Not sure. I don’t think you can, but I could look into it. I usually copy my color schemes to a sub folder in my user folder so ST2 will not overwrite my personal edits.

Yeah, that is how ST2 loads settings files via sublime.load_settings. If I do a custom deep merge solution, I have to start watching files for changes and reload etc. like ST2 does…it is not really worth it. ST2 already does all of this, it just does a shallow merge (the user key overwrites the base key), just something you have to be aware of.

Makes sense. I would do this if ST2 would only directly accept a color via the API, but since it doesn’t, the only way to accomplish this is to require the user to make a separate dimmed color profile, and based on some internal rule pick between the two color profiles.

Exercise instructions
A – Give again the part of the ST2 settings discussion that opens with the words "Not sure. I" and closes with "my personal edits.", switching "sub folder" to "subdirectory".
B – Carry the ST2 settings discussion on past its last sentence.

Dataset

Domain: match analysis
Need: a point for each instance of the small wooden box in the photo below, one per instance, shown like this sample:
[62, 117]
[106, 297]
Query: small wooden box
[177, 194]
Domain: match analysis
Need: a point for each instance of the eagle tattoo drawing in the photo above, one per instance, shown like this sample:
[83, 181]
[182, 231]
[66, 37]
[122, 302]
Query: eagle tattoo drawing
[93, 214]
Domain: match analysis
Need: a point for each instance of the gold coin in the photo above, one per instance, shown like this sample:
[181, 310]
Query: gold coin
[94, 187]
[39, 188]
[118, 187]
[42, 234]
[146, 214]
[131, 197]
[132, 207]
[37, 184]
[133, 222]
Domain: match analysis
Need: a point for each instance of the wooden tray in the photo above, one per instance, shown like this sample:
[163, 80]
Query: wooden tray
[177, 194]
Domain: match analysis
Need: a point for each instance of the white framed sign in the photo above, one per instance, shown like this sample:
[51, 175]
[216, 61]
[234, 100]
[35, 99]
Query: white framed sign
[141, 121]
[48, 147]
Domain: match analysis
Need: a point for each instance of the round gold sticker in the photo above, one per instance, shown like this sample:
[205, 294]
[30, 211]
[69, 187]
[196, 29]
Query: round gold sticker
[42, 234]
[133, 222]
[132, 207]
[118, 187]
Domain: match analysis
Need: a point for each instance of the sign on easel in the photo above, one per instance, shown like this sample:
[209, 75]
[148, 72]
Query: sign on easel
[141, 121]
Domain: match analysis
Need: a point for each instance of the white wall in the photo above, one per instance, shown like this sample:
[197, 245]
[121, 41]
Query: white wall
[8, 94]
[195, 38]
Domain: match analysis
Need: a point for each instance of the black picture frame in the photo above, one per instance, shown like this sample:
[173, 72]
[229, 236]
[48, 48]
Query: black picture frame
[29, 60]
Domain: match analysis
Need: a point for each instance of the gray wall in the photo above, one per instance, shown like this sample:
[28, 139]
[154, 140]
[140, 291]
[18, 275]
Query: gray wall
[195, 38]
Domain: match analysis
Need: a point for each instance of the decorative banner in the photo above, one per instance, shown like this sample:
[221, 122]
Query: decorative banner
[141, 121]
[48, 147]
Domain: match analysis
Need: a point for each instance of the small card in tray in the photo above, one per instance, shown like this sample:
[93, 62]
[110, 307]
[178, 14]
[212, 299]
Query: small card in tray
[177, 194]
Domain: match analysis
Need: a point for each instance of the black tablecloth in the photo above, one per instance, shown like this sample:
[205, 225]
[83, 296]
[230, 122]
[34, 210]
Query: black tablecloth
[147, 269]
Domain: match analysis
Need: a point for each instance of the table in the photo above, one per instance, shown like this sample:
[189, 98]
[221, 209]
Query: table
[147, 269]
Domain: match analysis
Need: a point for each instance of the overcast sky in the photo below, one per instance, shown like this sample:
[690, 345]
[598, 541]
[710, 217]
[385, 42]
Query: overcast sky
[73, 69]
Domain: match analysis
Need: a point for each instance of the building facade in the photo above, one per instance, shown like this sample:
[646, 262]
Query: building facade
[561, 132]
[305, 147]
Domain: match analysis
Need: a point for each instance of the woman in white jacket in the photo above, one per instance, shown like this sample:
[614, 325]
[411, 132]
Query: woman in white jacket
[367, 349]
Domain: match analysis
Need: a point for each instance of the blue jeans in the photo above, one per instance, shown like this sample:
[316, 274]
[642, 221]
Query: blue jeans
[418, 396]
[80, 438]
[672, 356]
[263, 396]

Answers
A –
Not sure. I don’t think you can, but I could look into it. I usually copy my color schemes to a subdirectory in my user folder so ST2 will not overwrite my personal edits.

B –
I could do this if enough people wanted it. Basically you want to ignore a bracket if the two brackets touch each other? The only issue I see though, is that it might be annoying for some types of brackets. For instance, tags have bracket plugins that allow you select the tag names of both opening and closing tags so you can edit them both. So if you created a tag, but you decided to change their name (and the tags touched), the plugin wouldn’t work. Anything I do, I want to make very general so it works with all brackets. I don’t want to hard code things specifically for tags etc. Also things like swap tags would break etc. (I know it isn’t working right now, but when I finish it, it would break on this for touching brackets).